## BEGIN MATERIAL FOR THIS TASK

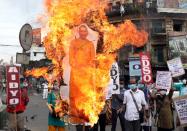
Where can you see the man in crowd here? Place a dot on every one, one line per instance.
(134, 101)
(16, 112)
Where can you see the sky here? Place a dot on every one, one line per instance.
(13, 15)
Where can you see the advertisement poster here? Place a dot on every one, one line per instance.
(13, 82)
(178, 48)
(36, 36)
(178, 4)
(176, 67)
(181, 108)
(163, 80)
(114, 85)
(134, 66)
(146, 68)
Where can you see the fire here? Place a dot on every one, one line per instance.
(62, 17)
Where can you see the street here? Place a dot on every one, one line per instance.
(37, 116)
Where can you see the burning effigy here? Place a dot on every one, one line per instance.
(89, 64)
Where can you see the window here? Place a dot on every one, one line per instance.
(178, 25)
(158, 26)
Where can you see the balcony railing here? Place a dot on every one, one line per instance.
(146, 7)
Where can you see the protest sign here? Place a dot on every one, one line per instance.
(114, 85)
(134, 66)
(181, 108)
(146, 68)
(163, 80)
(176, 67)
(13, 85)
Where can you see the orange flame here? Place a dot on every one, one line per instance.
(62, 17)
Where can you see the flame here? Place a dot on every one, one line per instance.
(62, 17)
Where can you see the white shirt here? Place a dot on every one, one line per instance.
(131, 113)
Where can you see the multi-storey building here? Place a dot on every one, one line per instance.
(164, 20)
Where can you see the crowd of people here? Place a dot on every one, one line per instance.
(139, 107)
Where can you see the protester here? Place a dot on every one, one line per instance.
(164, 110)
(182, 88)
(54, 121)
(16, 115)
(102, 119)
(45, 90)
(146, 125)
(117, 103)
(134, 102)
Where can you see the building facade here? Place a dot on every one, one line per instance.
(166, 23)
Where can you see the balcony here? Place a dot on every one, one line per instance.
(131, 9)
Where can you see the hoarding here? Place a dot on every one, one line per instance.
(181, 108)
(163, 80)
(13, 82)
(175, 67)
(134, 66)
(36, 36)
(178, 48)
(146, 68)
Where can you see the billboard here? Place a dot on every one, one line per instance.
(13, 82)
(22, 58)
(134, 66)
(180, 4)
(36, 36)
(163, 80)
(178, 48)
(146, 68)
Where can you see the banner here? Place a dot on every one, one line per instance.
(114, 85)
(36, 36)
(181, 108)
(176, 67)
(146, 68)
(13, 82)
(178, 46)
(134, 66)
(163, 80)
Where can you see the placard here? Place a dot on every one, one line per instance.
(176, 67)
(181, 108)
(134, 66)
(163, 80)
(114, 85)
(13, 85)
(146, 68)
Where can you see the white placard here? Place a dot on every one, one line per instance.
(114, 79)
(176, 67)
(163, 80)
(181, 108)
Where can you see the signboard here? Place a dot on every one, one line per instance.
(26, 37)
(13, 82)
(114, 85)
(163, 80)
(167, 3)
(146, 68)
(183, 4)
(172, 6)
(181, 108)
(22, 58)
(36, 36)
(178, 47)
(175, 66)
(134, 66)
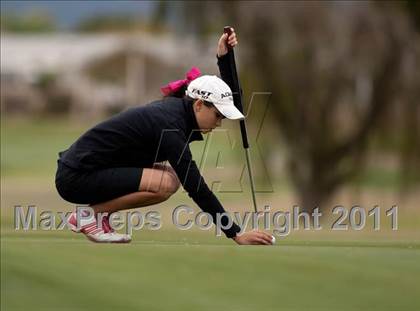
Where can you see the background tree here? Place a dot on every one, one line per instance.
(337, 73)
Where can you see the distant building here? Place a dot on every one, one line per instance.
(92, 73)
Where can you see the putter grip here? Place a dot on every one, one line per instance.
(236, 88)
(228, 30)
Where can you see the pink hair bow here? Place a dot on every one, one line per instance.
(174, 86)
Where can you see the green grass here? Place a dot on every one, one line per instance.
(63, 271)
(176, 270)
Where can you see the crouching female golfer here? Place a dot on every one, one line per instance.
(115, 165)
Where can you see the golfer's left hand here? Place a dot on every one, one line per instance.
(224, 42)
(253, 238)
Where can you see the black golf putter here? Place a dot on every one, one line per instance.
(237, 100)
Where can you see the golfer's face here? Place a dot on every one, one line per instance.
(208, 118)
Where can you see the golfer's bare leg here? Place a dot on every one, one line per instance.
(156, 185)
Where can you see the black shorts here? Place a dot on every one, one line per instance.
(92, 187)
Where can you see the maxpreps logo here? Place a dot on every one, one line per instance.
(203, 94)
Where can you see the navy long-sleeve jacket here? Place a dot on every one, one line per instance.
(141, 136)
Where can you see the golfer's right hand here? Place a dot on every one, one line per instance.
(253, 238)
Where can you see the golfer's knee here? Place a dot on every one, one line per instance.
(168, 186)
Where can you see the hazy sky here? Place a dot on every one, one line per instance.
(70, 13)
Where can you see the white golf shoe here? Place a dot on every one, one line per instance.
(95, 233)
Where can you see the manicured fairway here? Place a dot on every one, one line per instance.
(63, 271)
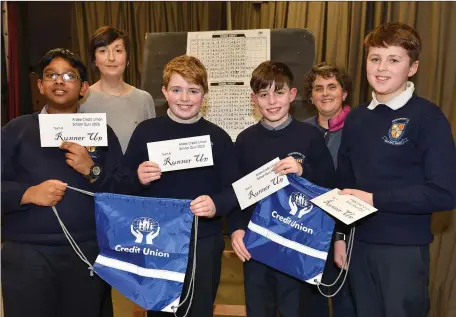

## END MATERIAL FOR THIS TASK

# YOUR OBJECTIVE
Please recast every line of the items above as a JSON list of strings, one string per line, skipping blank lines and leaving the pictures out.

# FINISHED TASK
[
  "Where can you see the man in crowd here? Place a dot on every one, one line per instance.",
  "(134, 101)",
  "(16, 112)",
  "Where can you see the sky here? Place a dot on every one, one line per instance.",
  "(13, 15)",
  "Where can you see the advertisement poster here? Place a dot on every one, one line per instance.",
  "(13, 82)",
  "(178, 48)",
  "(36, 36)",
  "(178, 4)",
  "(176, 67)",
  "(181, 108)",
  "(163, 80)",
  "(114, 85)",
  "(134, 66)",
  "(146, 68)",
  "Where can you see the fire here? Place a dot on every one, one line per instance.",
  "(62, 17)",
  "Where can you see the street here? Place a dot on every one, one line per instance.",
  "(37, 116)",
  "Where can you see the burning effigy here? Place a dot on every one, one line per instance.",
  "(89, 64)",
  "Where can you see the window here? Place a dot on every one, one line per instance.",
  "(178, 25)",
  "(158, 26)",
  "Where can you see the balcony railing here? Place a dot on every one, one line per instance.",
  "(146, 7)",
  "Where can you see the protest sign here? Place a dot on every one, one line per instance.",
  "(114, 85)",
  "(134, 66)",
  "(181, 108)",
  "(146, 68)",
  "(163, 80)",
  "(176, 67)",
  "(13, 85)",
  "Where can you see the orange flame here? Place a dot on every one, one line per instance.",
  "(62, 17)",
  "Where can you see the flame here? Place a dot on every one, one line per instance.",
  "(62, 17)",
  "Where can you see the white shirt here? Place a dot on every one, one line per instance.",
  "(131, 113)",
  "Where can you see the multi-storey building here? Place a dot on every one, one line per instance.",
  "(164, 20)",
  "Where can you see the crowd of people here? Place a dot on every one, one line per instance.",
  "(139, 107)",
  "Where can you see the protester here? Place a dot on every one, one line per instance.",
  "(164, 110)",
  "(182, 88)",
  "(54, 121)",
  "(16, 115)",
  "(102, 119)",
  "(45, 90)",
  "(146, 125)",
  "(117, 103)",
  "(134, 102)",
  "Where can you see the building facade here? Place a dot on every one, one line per instance.",
  "(166, 23)",
  "Where can you see the balcony here? Place a dot on every one, one line per instance.",
  "(131, 9)",
  "Where can you see the hoarding here? Place a dot on every one, one line per instance.",
  "(181, 108)",
  "(163, 80)",
  "(13, 82)",
  "(175, 67)",
  "(134, 66)",
  "(36, 36)",
  "(178, 48)",
  "(146, 68)",
  "Where can you see the billboard here? Place a dot on every one, one line per instance.",
  "(13, 82)",
  "(22, 58)",
  "(134, 66)",
  "(180, 4)",
  "(36, 36)",
  "(163, 80)",
  "(178, 48)",
  "(146, 68)",
  "Where can you see the banner here? Place a dot on every one, one line per instance.",
  "(114, 85)",
  "(36, 36)",
  "(181, 108)",
  "(176, 67)",
  "(146, 68)",
  "(13, 82)",
  "(178, 46)",
  "(134, 66)",
  "(163, 80)",
  "Where can you see the placard here? Place a dot on every one, one line per instance.",
  "(176, 67)",
  "(181, 108)",
  "(134, 66)",
  "(163, 80)",
  "(114, 85)",
  "(13, 85)",
  "(146, 68)",
  "Where can you see the white placard here? Place a dot on every one, one line per instance.",
  "(114, 79)",
  "(176, 67)",
  "(163, 80)",
  "(181, 108)",
  "Where can you see the signboard here? Place a dot on every one, one line per instance.",
  "(26, 37)",
  "(13, 82)",
  "(114, 85)",
  "(163, 80)",
  "(167, 3)",
  "(146, 68)",
  "(183, 4)",
  "(172, 6)",
  "(181, 108)",
  "(22, 58)",
  "(36, 36)",
  "(178, 47)",
  "(175, 66)",
  "(134, 66)",
  "Where can you see the background tree here? Place a dot on every one, one line per instance.",
  "(337, 73)",
  "Where can you see the distant building here? Place a dot on every one, one line per instance.",
  "(92, 73)",
  "Where can you see the putter grip here? Place a dot on every one, one line per instance.",
  "(236, 88)",
  "(228, 30)",
  "Where can you see the pink hair bow here? Place a dot on every one, one line per instance.",
  "(174, 86)",
  "Where can you see the green grass here? Place a dot on every one, one line per instance.",
  "(63, 271)",
  "(176, 270)",
  "Where can you see the crouching female golfer here? Place a dot on every one, one line per instance.",
  "(115, 165)",
  "Where can you see the golfer's left hand here? Place a dot on every one, one line per instance.",
  "(224, 42)",
  "(253, 238)",
  "Where can you see the black golf putter here? Place a dot on every one, one line per instance.",
  "(237, 100)",
  "Where can you see the golfer's face here? Place a dot on every one, one line per instance.",
  "(208, 118)",
  "Where can you see the golfer's bare leg here? Place a dot on every one, one line per instance.",
  "(156, 185)",
  "Where can you see the black shorts here? Place a dot on every one, one line per instance.",
  "(92, 187)",
  "Where can you see the maxpreps logo here? Place a dot on every one, one line per instance.",
  "(203, 94)",
  "Where can you see the navy long-sleeve jacket here? Place a dot on every one, one line per instance.",
  "(141, 136)",
  "Where can you see the golfer's right hand here? Place a dot on every one, one line per instance.",
  "(253, 238)",
  "Where can you see the golfer's knee here? Place a dot on every one, one line per instance.",
  "(168, 186)",
  "Where can you see the hazy sky here? Place a dot on every one, one line per instance.",
  "(70, 13)",
  "Where can you see the white golf shoe here? Place a dot on every one, one line per instance.",
  "(95, 233)",
  "Where can you see the manicured fairway here? Place a dot on every one, one line per instance.",
  "(63, 271)"
]